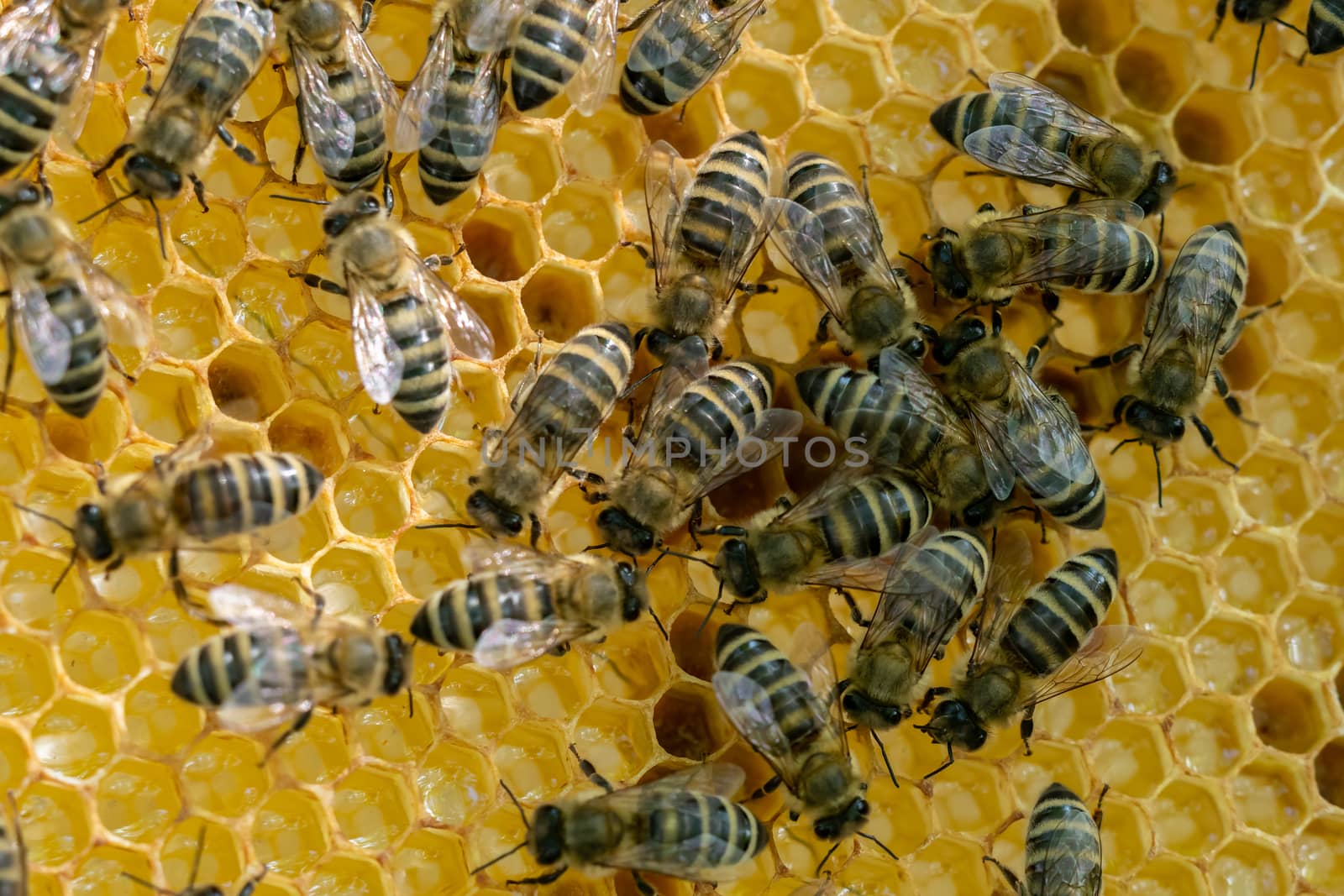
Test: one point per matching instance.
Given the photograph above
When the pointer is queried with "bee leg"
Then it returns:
(1209, 439)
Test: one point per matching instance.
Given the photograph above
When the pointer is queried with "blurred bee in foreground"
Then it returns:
(837, 537)
(281, 658)
(927, 593)
(62, 302)
(185, 497)
(553, 46)
(1025, 129)
(706, 231)
(1032, 644)
(557, 414)
(1191, 322)
(219, 51)
(192, 888)
(703, 427)
(1018, 425)
(1063, 846)
(900, 419)
(685, 825)
(452, 107)
(517, 605)
(830, 233)
(793, 721)
(346, 101)
(1092, 248)
(49, 62)
(409, 324)
(679, 46)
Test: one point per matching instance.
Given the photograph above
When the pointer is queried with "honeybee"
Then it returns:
(346, 101)
(554, 46)
(64, 305)
(792, 720)
(219, 51)
(1063, 846)
(1032, 644)
(837, 537)
(679, 46)
(703, 429)
(517, 605)
(1092, 248)
(49, 62)
(831, 237)
(186, 497)
(555, 414)
(707, 837)
(452, 107)
(1025, 129)
(1018, 425)
(1191, 322)
(902, 421)
(281, 660)
(192, 889)
(705, 234)
(409, 324)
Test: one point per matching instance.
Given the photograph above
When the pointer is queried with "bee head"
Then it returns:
(548, 836)
(624, 533)
(93, 537)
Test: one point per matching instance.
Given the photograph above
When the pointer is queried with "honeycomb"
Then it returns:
(1223, 746)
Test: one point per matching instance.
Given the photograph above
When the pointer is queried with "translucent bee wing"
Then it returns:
(425, 102)
(376, 355)
(511, 642)
(46, 338)
(800, 238)
(597, 76)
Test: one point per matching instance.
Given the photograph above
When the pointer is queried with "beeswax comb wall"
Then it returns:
(1223, 747)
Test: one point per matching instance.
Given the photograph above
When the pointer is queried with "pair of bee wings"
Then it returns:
(1030, 437)
(685, 857)
(665, 187)
(595, 80)
(1195, 305)
(376, 355)
(47, 340)
(328, 125)
(31, 47)
(511, 642)
(685, 364)
(1014, 150)
(800, 235)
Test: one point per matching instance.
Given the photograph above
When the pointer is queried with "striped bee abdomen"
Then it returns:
(549, 49)
(1059, 613)
(459, 616)
(242, 493)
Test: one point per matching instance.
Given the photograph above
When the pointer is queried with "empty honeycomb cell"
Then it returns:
(1319, 543)
(1310, 631)
(1168, 595)
(1014, 36)
(689, 721)
(1256, 571)
(524, 163)
(55, 822)
(1189, 817)
(1289, 714)
(167, 403)
(1132, 757)
(101, 651)
(929, 56)
(501, 242)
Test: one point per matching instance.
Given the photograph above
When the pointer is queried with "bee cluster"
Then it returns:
(938, 429)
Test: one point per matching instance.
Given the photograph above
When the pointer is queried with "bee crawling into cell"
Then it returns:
(280, 660)
(685, 825)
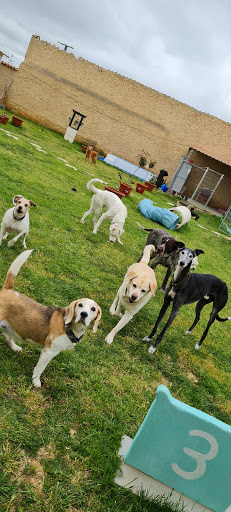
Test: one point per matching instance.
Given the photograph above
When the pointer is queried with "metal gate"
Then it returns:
(207, 186)
(207, 181)
(225, 225)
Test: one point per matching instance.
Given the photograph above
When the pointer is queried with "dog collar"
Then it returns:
(15, 218)
(179, 284)
(71, 335)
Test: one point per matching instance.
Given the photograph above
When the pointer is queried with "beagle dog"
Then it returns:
(55, 329)
(138, 287)
(16, 220)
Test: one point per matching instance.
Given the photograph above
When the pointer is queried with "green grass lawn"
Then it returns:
(59, 444)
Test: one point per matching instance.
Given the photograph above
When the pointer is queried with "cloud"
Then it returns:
(178, 48)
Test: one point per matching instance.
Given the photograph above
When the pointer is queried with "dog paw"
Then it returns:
(17, 349)
(109, 339)
(146, 338)
(151, 349)
(36, 383)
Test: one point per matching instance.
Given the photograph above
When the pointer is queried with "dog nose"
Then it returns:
(83, 314)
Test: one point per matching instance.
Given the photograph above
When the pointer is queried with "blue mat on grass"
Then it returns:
(161, 215)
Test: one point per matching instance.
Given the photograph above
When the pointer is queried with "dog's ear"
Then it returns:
(131, 275)
(16, 198)
(97, 319)
(153, 286)
(153, 254)
(198, 251)
(70, 311)
(179, 245)
(160, 250)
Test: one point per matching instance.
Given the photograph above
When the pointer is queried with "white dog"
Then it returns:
(115, 210)
(138, 287)
(55, 329)
(16, 220)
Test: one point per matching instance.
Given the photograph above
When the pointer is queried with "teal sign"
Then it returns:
(185, 449)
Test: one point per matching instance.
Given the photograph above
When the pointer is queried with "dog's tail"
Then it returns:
(141, 227)
(146, 253)
(14, 269)
(91, 187)
(223, 319)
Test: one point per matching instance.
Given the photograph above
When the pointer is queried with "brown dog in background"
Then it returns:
(90, 153)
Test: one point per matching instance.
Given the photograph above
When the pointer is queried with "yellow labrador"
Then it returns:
(138, 287)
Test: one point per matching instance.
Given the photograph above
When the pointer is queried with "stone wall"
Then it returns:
(7, 73)
(123, 116)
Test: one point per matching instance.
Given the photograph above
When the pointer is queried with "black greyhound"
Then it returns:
(186, 288)
(167, 252)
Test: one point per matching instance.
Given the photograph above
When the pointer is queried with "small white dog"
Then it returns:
(138, 287)
(115, 210)
(55, 329)
(16, 220)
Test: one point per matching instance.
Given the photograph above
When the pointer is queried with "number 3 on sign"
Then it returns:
(201, 458)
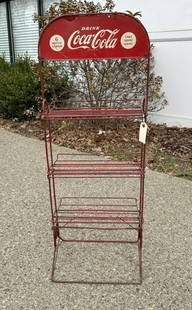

------

Task item: Filter the records above for lines with "honeycomb".

Task solution:
When the pointer is queried with "honeycomb"
When the pointer is queried with "empty honeycomb cell"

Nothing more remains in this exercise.